WHAT THIS TASK INVOLVES:
Copy out the entries below precisely; nothing is to be omitted.

Start GIVEN INFORMATION

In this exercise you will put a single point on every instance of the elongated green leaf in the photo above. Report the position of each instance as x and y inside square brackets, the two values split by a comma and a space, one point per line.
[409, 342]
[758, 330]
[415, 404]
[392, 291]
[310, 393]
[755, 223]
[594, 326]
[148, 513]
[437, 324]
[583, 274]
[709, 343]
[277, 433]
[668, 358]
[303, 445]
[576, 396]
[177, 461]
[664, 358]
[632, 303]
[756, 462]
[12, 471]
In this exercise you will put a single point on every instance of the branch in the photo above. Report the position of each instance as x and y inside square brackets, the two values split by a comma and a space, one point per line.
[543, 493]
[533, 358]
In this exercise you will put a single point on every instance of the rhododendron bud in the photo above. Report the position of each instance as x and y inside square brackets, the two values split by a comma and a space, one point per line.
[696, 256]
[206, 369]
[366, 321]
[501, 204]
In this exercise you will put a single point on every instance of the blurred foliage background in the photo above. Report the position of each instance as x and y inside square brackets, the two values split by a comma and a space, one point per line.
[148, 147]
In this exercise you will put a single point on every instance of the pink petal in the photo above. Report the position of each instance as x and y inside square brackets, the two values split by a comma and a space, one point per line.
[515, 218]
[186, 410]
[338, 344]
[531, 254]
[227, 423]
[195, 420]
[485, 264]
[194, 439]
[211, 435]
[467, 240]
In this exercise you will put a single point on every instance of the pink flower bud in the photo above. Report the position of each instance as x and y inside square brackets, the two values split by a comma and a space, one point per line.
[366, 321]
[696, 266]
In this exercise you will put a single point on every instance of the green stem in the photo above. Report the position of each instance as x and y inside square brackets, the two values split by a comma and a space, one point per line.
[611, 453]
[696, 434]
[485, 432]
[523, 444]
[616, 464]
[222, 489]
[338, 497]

End GIVEN INFORMATION

EXERCISE ANSWER:
In this exercise you will put a single point on every instance of the elongated green leaf in the photo above. Report the position of each instance as x and y inside square brackets, the two values split by a comma and a space, one point per line.
[409, 342]
[758, 330]
[415, 404]
[392, 291]
[310, 393]
[755, 223]
[594, 326]
[148, 513]
[437, 324]
[583, 274]
[709, 343]
[277, 433]
[668, 358]
[303, 445]
[576, 396]
[177, 461]
[664, 358]
[632, 303]
[756, 462]
[12, 471]
In this exercise you will put a single point on every instance of the branch in the photo above. Report the position of each instance as x and y inside square brackets, the two values split by a comma and a space, one point per line.
[543, 493]
[533, 358]
In this exercise you will put a single point on every instance of the rhododendron bud in the photo above. Report the position of each instance as x and y inside square brackets, the two values split by a comma and a space, one point per line.
[696, 256]
[206, 369]
[366, 321]
[501, 204]
In this exercise you will put a single point on every instance of the blurred foliage background in the photo above. Report the position of each instance as x and y inside square brackets, the two values split by a comma and a space, one point per line.
[148, 147]
In this exercise you will put a single point on every instance of the pink petal in the photo above. Report the position of each instance as x and y inside square brackets, the two values split by a comma and a space, one point per line.
[515, 218]
[186, 410]
[338, 344]
[531, 254]
[227, 423]
[195, 420]
[485, 264]
[194, 439]
[211, 435]
[467, 240]
In this exercise you will put a single point on every instance of the pink flower bud in the photo above. Report the position of each instance as x and y inside square brackets, the two values split by a comma and a space, one point per line.
[366, 321]
[696, 266]
In this exercise you will put a single point on every instance of the green stem in the photo above. Report the position of each instance as x and y inside square brackets, the two values split by a comma and a space, one point per line.
[611, 453]
[696, 434]
[485, 432]
[523, 444]
[616, 464]
[222, 489]
[338, 497]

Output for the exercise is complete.